*** DOCUMENT SEGMENT ***

As Netflix’s original series have grown, so has the quality of their soundtracks: Master of None’s sucked in the Spotify obsessives; Nas and Grandmaster Flash helped lend authenticity to new series The Get Down; and Portishead’s Geoff Barrow is soundtracking season 3 of Black Mirror. However, the summer belonged to Stranger Things‘ mood-setting, nostalgia-flickering score.
The score itself is a reflection of Hawkins, Indiana: classic, era-appropriate songs like the Clash’s “Should I Stay or Should I Go” are bundled with an elaborate synth score created by Kyle Dixon and Michael Stein of Austin, Texas, band Survive (styled as S U R V I V E). The first volume of the original score is being released today, with the second half following next Friday. (Dixon and Stein did not curate the show’s licensed music.)
The theme song in particular has perked the ears of horror and sci-fi fans and lovers of obscure fonts, a tonal progression of Tales from the Darkside’s slow creep. The Stranger Things theme was actually a partial song from Survive’s early days that the two built upon.
Dixon and Stein’s “guess” is that show creators the Duffer brothers found them on Spotify, though it remains a bit of a mystery. They had used epic processional “Dirge” from Survive’s first LP in a trailer pitch to Netflix, then reached out to see if the group was still around. Last fall they started doing work on the score based on character descriptions; the music was used in auditions, which shaped characters like Eleven further and sort of “sealed the deal” for them, says Dixon. They needed to create a balance; music for the encroaching “monster” and music for when the kids were doing something more playful or romantic.
“They were confident we could do all the dark stuff,” Dixon tells the Daily Dot. “Then they were just sort of testing us on the kids and the lighter, more heartfelt stuff.”
The music is especially evocative of early ’80s horror, and fans have latched on to the ubiquitous nostalgia that permeates reboot-friendly pop culture production these days. The non-original score has gotten some criticism for not being true to 1983, but it’s more a feeling than a historical document. Dixon thinks we’re right on schedule for the latest wave.
“Everything comes in 20-year cycles,” he says. “All pop music is synthesizer music. People just don’t think about it like that.”

*** End of DOCUMENT SEGMENT ***
*** DATA EXTRACT ***

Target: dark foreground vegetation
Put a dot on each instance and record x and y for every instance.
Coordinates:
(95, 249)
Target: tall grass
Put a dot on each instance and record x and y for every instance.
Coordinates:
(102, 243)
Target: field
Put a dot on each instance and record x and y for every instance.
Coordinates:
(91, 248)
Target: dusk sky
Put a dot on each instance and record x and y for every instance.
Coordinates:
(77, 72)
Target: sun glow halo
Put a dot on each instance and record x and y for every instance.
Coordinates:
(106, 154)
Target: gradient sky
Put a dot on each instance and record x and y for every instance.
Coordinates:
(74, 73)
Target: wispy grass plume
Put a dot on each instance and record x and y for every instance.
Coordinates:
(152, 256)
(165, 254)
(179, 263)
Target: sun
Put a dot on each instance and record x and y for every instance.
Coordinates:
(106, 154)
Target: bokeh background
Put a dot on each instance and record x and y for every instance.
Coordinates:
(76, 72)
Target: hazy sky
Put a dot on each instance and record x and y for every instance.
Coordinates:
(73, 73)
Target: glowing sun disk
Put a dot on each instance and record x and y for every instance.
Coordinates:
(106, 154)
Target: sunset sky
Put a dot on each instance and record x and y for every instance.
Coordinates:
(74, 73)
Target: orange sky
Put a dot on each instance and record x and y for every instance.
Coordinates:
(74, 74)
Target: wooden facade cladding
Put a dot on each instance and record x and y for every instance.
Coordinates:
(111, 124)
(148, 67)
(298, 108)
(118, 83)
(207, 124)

*** End of DATA EXTRACT ***
*** DATA EXTRACT ***

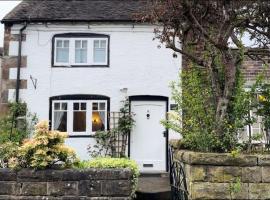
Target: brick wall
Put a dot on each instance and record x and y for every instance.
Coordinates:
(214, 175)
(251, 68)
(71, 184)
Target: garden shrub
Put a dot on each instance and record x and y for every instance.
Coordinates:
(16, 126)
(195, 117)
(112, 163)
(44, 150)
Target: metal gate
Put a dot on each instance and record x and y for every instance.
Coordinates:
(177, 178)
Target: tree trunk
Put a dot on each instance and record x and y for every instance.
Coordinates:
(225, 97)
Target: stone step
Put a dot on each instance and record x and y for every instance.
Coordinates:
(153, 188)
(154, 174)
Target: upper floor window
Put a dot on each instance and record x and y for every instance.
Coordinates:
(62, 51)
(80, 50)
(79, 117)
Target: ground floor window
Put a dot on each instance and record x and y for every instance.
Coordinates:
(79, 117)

*** End of DATA EXTRACT ***

_ASSIGNMENT_
Please copy the Stranger Things soundtrack article from "Dixon and Stein’s" to "playful or romantic.", switching "Spotify" to "Bandcamp".

_ANSWER BOX_
Dixon and Stein’s “guess” is that show creators the Duffer brothers found them on Bandcamp, though it remains a bit of a mystery. They had used epic processional “Dirge” from Survive’s first LP in a trailer pitch to Netflix, then reached out to see if the group was still around. Last fall they started doing work on the score based on character descriptions; the music was used in auditions, which shaped characters like Eleven further and sort of “sealed the deal” for them, says Dixon. They needed to create a balance; music for the encroaching “monster” and music for when the kids were doing something more playful or romantic.